Directions for this task » Search the records for the string "bowl", then copy each line where it appears.

Saved entries »
★ ★ ★ ★ ★ ★ ★
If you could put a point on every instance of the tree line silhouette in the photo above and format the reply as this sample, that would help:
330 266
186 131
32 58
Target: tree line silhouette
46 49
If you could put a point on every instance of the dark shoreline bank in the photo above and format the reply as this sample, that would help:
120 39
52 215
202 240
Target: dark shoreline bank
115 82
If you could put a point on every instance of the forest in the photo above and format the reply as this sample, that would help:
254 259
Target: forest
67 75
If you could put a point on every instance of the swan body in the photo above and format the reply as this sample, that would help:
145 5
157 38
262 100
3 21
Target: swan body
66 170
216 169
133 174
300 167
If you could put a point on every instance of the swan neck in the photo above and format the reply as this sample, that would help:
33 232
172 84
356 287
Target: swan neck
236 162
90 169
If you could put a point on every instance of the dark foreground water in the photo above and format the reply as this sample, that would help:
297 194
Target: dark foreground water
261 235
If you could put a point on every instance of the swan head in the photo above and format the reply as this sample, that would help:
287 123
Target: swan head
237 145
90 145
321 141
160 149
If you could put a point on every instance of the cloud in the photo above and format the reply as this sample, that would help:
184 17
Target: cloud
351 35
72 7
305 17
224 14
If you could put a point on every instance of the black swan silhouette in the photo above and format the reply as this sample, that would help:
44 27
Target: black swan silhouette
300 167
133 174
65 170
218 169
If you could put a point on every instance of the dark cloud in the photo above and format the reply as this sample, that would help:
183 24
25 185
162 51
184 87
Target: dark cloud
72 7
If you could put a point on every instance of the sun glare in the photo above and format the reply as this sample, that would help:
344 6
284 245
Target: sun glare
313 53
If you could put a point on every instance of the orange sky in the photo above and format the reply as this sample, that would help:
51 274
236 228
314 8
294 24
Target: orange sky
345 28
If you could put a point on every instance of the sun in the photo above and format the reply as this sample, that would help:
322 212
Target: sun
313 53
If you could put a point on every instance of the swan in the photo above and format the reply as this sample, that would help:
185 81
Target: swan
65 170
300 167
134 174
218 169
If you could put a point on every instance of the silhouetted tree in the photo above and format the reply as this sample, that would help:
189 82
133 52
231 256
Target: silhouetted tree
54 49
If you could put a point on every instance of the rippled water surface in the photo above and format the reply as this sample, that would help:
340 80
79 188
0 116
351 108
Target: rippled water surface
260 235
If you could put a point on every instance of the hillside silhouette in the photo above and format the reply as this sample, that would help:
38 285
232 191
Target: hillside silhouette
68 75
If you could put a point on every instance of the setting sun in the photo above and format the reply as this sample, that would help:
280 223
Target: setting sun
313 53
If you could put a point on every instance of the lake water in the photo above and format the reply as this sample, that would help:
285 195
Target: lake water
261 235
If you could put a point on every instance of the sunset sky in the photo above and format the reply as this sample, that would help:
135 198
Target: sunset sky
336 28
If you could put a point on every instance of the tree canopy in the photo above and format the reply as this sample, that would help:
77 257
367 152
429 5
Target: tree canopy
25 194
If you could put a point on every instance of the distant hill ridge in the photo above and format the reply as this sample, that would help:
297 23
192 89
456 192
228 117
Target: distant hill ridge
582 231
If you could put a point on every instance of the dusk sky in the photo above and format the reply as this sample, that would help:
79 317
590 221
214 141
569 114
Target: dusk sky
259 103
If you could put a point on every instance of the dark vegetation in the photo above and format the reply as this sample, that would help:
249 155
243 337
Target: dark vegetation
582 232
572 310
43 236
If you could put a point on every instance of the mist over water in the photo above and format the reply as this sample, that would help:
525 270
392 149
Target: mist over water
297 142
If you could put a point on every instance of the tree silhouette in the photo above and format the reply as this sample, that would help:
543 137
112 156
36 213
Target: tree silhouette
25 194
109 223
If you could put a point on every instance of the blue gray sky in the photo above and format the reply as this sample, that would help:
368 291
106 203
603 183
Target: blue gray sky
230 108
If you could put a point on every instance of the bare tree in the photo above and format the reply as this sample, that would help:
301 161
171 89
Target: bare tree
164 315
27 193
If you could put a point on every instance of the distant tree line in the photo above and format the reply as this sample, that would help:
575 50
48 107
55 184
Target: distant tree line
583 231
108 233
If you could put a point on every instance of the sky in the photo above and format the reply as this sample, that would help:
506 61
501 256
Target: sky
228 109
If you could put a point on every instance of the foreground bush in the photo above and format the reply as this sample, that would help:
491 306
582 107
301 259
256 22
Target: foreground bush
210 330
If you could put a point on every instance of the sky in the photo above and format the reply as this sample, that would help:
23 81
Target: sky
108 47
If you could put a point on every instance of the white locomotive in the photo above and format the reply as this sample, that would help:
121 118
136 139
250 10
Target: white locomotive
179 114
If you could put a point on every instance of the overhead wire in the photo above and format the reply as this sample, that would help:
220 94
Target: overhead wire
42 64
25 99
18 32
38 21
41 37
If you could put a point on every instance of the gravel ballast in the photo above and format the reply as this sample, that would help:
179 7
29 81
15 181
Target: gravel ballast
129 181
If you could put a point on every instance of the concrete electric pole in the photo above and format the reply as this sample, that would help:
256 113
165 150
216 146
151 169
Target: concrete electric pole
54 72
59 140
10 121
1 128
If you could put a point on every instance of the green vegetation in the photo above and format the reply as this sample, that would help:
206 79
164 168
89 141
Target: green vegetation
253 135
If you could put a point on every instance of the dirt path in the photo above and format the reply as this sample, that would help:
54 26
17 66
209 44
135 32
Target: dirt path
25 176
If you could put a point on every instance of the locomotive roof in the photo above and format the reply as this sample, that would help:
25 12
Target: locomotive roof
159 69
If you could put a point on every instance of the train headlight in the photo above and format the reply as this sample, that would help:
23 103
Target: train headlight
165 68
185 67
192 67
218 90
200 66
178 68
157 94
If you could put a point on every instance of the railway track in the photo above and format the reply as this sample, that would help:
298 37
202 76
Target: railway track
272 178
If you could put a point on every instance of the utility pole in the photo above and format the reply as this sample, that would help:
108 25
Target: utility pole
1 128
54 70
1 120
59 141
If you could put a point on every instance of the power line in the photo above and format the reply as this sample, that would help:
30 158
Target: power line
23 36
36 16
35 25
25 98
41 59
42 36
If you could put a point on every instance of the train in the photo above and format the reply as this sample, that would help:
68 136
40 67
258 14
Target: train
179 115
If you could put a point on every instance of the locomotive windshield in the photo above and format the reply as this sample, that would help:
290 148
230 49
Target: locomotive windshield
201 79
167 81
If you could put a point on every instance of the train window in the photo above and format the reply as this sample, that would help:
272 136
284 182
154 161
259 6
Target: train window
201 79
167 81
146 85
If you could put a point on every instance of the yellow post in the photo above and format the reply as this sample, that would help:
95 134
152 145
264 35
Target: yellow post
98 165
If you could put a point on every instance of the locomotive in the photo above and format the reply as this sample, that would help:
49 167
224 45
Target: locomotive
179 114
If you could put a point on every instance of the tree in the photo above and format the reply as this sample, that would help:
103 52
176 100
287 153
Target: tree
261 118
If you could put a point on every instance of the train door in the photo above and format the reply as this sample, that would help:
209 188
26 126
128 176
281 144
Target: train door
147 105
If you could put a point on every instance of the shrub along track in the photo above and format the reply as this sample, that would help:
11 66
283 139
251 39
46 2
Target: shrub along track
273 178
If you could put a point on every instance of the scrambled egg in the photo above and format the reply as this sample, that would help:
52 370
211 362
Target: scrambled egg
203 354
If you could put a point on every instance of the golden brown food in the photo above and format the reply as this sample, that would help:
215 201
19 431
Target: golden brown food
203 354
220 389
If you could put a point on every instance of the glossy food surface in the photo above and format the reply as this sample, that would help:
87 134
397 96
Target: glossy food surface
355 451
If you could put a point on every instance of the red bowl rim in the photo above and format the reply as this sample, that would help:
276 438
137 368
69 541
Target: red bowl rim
★ ★ ★ ★ ★ ★ ★
Answer box »
If you could put a point on every instance of the red bowl rim in the photo above and format the reply as this sample, that would help:
Target: red bowl rim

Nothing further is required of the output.